● Task prompt: Output all of the records exactly, word for word.

(Referring expression pointing data)

+--

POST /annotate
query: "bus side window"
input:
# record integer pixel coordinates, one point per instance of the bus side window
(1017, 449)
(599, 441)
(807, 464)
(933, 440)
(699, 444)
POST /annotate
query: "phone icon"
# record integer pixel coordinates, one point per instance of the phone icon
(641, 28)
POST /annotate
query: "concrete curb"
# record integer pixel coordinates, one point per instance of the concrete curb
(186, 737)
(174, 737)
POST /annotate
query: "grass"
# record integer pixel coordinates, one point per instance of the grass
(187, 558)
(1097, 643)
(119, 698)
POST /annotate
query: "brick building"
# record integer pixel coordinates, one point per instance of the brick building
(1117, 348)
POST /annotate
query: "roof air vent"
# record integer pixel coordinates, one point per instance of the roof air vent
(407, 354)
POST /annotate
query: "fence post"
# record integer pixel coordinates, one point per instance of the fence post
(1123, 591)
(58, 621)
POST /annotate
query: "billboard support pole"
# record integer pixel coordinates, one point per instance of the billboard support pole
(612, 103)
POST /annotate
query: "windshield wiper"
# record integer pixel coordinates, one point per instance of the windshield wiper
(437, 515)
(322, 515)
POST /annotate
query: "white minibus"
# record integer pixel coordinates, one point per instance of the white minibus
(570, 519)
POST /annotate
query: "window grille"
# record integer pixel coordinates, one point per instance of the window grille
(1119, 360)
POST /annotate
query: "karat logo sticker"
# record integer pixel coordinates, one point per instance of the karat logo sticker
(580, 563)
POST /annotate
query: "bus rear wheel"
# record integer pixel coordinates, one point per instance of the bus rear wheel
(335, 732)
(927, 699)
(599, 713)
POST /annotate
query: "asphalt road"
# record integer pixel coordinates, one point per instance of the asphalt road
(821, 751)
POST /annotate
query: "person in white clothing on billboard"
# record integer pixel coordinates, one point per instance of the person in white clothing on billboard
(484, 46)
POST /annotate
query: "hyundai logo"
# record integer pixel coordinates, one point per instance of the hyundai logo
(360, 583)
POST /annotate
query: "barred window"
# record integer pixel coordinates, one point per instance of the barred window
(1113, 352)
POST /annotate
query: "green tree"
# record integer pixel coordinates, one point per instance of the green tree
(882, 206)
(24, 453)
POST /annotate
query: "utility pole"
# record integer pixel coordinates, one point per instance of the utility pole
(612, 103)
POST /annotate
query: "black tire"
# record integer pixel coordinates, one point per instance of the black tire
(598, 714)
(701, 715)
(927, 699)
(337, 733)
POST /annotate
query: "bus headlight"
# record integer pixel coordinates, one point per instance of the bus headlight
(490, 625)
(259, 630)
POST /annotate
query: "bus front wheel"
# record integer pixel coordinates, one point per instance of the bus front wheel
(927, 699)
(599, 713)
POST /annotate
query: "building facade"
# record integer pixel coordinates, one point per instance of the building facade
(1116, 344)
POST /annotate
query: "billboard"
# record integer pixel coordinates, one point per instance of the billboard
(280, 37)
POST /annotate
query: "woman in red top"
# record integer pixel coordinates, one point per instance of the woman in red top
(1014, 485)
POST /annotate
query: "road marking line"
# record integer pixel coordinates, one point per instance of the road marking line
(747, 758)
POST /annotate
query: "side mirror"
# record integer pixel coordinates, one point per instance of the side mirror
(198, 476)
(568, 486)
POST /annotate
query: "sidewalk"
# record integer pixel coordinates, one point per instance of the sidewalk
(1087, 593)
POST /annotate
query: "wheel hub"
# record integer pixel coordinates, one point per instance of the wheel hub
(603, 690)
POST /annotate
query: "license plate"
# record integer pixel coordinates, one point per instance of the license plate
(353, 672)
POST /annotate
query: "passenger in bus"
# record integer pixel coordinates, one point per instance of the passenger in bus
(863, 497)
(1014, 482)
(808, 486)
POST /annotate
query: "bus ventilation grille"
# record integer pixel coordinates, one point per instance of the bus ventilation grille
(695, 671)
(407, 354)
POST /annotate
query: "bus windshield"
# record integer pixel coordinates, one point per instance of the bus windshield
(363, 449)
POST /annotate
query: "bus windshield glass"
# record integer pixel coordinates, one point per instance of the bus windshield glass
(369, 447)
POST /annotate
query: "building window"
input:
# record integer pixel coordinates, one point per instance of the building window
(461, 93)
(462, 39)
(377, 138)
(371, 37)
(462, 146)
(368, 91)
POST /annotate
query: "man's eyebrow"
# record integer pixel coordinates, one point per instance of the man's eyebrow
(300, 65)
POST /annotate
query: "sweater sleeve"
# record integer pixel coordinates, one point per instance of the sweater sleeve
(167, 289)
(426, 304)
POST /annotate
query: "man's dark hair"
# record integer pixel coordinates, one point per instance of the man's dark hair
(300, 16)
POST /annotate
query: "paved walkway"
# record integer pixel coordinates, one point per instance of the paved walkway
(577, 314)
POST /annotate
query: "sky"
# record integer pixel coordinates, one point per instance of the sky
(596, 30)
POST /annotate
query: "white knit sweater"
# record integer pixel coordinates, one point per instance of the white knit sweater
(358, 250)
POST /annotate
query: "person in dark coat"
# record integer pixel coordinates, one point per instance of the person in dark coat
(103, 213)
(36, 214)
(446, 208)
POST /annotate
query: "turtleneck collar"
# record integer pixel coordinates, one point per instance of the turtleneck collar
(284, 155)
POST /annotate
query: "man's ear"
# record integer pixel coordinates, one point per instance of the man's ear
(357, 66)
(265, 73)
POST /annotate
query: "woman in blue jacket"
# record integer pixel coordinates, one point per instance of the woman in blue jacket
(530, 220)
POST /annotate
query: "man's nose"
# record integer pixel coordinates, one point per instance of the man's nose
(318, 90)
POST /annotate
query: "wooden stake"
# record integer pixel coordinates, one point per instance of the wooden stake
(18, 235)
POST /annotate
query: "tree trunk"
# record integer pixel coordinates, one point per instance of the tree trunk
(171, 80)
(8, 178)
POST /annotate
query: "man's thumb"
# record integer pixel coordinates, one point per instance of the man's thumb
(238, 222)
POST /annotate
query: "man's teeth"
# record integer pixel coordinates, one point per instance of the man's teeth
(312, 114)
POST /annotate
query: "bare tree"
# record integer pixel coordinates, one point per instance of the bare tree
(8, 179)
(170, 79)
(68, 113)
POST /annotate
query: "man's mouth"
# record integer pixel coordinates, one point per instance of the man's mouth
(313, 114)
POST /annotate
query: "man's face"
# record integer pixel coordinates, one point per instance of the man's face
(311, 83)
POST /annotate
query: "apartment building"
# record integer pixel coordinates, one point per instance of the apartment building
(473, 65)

+--

● Result below:
POST /annotate
query: "bus side window"
input:
# record integer pixel coordinates, one point per instance of the bus side window
(1017, 449)
(599, 441)
(807, 464)
(933, 440)
(699, 444)
POST /annotate
query: "phone icon"
# record integer pixel coordinates, one point per instance of the phone icon
(641, 28)
POST /annotate
query: "concrete curb"
# record integer pixel coordinates, one point per instance of the concrete curb
(186, 737)
(174, 737)
POST /annotate
query: "grass"
# record integer pixel coordinates, one point per instance of the grass
(187, 558)
(1097, 643)
(119, 698)
POST /annotate
query: "brick building"
# record integer pixel coordinates, one point per instance of the brick building
(1117, 348)
POST /annotate
query: "roof air vent"
# record integer pixel coordinates, one point per instance of the roof air vent
(407, 354)
POST /annotate
query: "fence post"
# record integer pixel coordinates, one point per instance of the fence post
(1123, 591)
(58, 621)
POST /annotate
query: "billboard support pole"
# record integer pixel coordinates, one point per instance of the billboard support pole
(612, 103)
POST /annotate
query: "windshield wiper"
# record integer pixel coordinates, one point per instance of the windshield wiper
(437, 515)
(322, 515)
POST /annotate
query: "white minibus"
# record integer pixel coordinates, one point per instance of the white minibus
(570, 519)
POST /annotate
query: "window grille"
# record integer pixel coordinates, one point per instance of the window grille
(1119, 360)
POST /annotate
query: "karat logo sticker"
# record integer pixel coordinates, one point per instance of the karat logo sticker
(580, 563)
POST /annotate
query: "bus rear wheel"
# record integer pixel coordinates, one point per instance of the bus rear wheel
(335, 732)
(927, 699)
(599, 713)
POST /annotate
query: "asphalt road"
# record integer pixel coordinates, one point per instance of the asphalt road
(821, 751)
POST /annotate
query: "person in white clothing on billboard"
# record integer pixel coordinates, one point per instance of the person in white clothing on billboard
(484, 46)
POST /annotate
query: "hyundai logo"
# record integer pixel coordinates, one point per instance of the hyundai logo
(360, 583)
POST /annotate
query: "barred window"
# record integer pixel coordinates, one point per instance of the barred window
(1113, 352)
POST /annotate
query: "green tree"
# record integer pixel coordinates, one point per instance of the green tree
(882, 206)
(24, 453)
POST /annotate
query: "utility pole"
# record integer pixel coordinates, one point per instance of the utility pole
(612, 103)
POST /annotate
query: "black tire"
# record integer pixel coordinates, one point per instance of the black tire
(598, 714)
(701, 715)
(927, 699)
(337, 733)
POST /annotate
query: "bus headlight"
# record integer pixel coordinates, one point per instance of the bus headlight
(490, 625)
(259, 630)
POST /annotate
query: "bus front wheel"
# record integer pixel coordinates, one point per instance of the bus front wheel
(927, 699)
(599, 713)
POST /annotate
query: "building facade"
# record integer pixel coordinates, one point per instance of the building facade
(1116, 344)
POST /annotate
query: "billboard"
# record integer pixel coordinates, one point per instance of the billboard
(280, 37)
POST /annotate
query: "woman in red top"
# record integer pixel coordinates, one point per instance of the woman in red top
(1014, 485)
POST /annotate
query: "road marking line"
# record integer pixel coordinates, one point per instance of the road marking line
(747, 758)
POST /annotate
query: "side mirror"
# record integer pixel coordinates, one point per instance of the side mirror
(198, 476)
(568, 486)
POST /annotate
query: "sidewalk"
# record integer pixel coordinates, one point per instance of the sidewalk
(1087, 593)
POST /annotate
query: "wheel hub"
# record integer pixel coordinates, one point per instance of the wheel hub
(603, 690)
POST /annotate
query: "license plate"
# record integer pixel coordinates, one point per instance of the license plate
(353, 672)
POST /annotate
query: "passenger in bus"
# record integer pixel coordinates, one point per instance of the passenger in bus
(863, 497)
(1014, 482)
(808, 486)
POST /annotate
query: "bus ventilation grille"
# record integer pixel coordinates, one point per instance of the bus ventilation grille
(695, 671)
(407, 354)
POST /annotate
query: "bus windshield"
# record integer pixel coordinates, one point per instance of the bus windshield
(363, 449)
POST /annotate
query: "bus windshield glass"
# record integer pixel coordinates, one point per instance of the bus windshield glass
(369, 447)
POST /annotate
query: "building window"
input:
# record integer pixel coordinates, one point per instance of the building window
(461, 93)
(462, 39)
(377, 138)
(371, 37)
(462, 146)
(368, 91)
POST /annotate
query: "man's eyebrow"
# record integer pixel coordinates, one point per instance of the man's eyebrow
(300, 65)
POST /annotate
query: "sweater sleeve"
# record integer pixel coordinates, one point per instance of the sweater sleeve
(167, 289)
(426, 304)
POST /annotate
query: "man's dark hair"
# record integer pixel coordinates, one point per instance of the man's dark hair
(300, 16)
POST /annotate
query: "paved walkway"
# record integer pixel coordinates, one point per instance of the paved walkway
(577, 314)
POST /annotate
query: "sky"
# record integer pixel coordinates, one point per instance of the sky
(596, 30)
POST /annotate
query: "white knit sweater"
# record integer pixel coordinates, one point per instance of the white knit sweater
(358, 250)
POST /annotate
query: "person in dark coat"
# record integer pixel coordinates, one point per instance of the person in dark coat
(103, 213)
(36, 214)
(446, 208)
POST /annotate
query: "turtleneck collar"
# record integer pixel coordinates, one point per instance of the turtleneck collar
(284, 155)
POST /annotate
query: "man's ear"
# record integer pixel coordinates, one point per instance of the man's ear
(357, 66)
(265, 73)
POST /annotate
query: "woman in blue jacket"
# record integer pixel coordinates, one point per instance of the woman in blue jacket
(530, 220)
POST /annotate
query: "man's nose"
# record integer pixel coordinates, one point per instance of the man's nose
(318, 90)
POST /annotate
query: "wooden stake"
# record integer pixel coordinates, one point per instance of the wooden stake
(18, 235)
POST /annotate
query: "tree trunk"
# record integer pixel coordinates, one point per instance of the tree trunk
(171, 80)
(8, 178)
POST /annotate
query: "man's thumb"
# record integer pixel coordinates, one point per instance of the man's thumb
(238, 222)
POST /annotate
query: "man's teeth"
# record integer pixel coordinates, one point per instance of the man's teeth
(312, 114)
POST /annotate
query: "bare tree"
# record integer pixel coordinates, one point per instance of the bare tree
(8, 179)
(170, 79)
(68, 113)
POST /annotate
query: "man's mouth"
# record integer pixel coordinates, one point per instance of the man's mouth
(313, 114)
POST /annotate
query: "man's face"
# record integer pixel coordinates, one point per instance of the man's face
(311, 83)
POST /annotate
query: "apartment building"
# record integer pixel coordinates, one point per instance of the apartment building
(473, 65)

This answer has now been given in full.